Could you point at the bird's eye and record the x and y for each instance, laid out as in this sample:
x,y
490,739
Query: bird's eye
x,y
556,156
* * *
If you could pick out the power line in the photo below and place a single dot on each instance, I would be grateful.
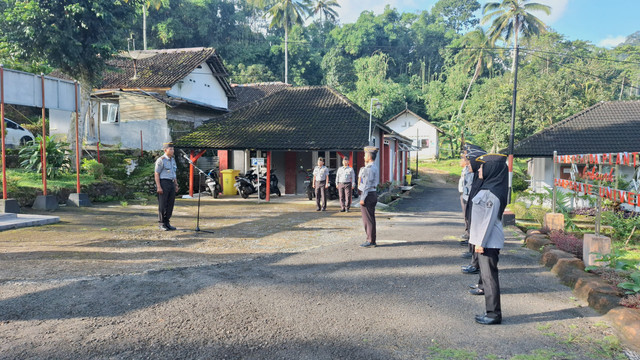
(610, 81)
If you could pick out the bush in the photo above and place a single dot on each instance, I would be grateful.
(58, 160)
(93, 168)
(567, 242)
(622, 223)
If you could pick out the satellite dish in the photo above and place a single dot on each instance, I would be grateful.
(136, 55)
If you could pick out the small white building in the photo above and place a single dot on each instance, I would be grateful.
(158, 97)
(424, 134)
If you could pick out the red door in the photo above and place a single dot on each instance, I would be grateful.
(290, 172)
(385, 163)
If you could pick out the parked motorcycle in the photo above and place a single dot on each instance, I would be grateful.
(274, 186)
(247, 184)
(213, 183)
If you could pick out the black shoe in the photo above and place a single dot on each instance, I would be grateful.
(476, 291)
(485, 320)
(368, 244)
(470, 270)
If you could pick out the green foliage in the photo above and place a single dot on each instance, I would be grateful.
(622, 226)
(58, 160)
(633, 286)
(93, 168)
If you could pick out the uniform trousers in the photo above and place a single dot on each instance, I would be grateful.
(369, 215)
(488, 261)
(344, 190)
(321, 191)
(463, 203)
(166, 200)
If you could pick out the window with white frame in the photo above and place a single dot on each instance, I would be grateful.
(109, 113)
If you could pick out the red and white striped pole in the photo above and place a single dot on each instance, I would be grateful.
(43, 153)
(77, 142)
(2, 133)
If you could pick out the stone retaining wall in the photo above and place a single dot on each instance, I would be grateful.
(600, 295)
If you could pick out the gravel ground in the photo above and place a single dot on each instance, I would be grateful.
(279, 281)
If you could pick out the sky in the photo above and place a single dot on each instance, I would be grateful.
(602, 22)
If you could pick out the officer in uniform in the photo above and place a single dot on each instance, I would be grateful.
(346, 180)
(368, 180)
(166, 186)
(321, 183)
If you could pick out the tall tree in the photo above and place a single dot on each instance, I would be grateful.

> _WORK REQUEST_: Look above for the line with "If you could pick out the officer" and the line with "If you could pick out the tall". Retype those two lines and every line between them exactly, adding nothing.

> _ANSWER BOX_:
If you could pick out the officer in uniform in the photo above and place a single dot on each instance, I would be grateful.
(346, 180)
(368, 180)
(166, 186)
(321, 183)
If you could pick out the tall tree in the photo above and place a single dot on each instance, I would be grateful.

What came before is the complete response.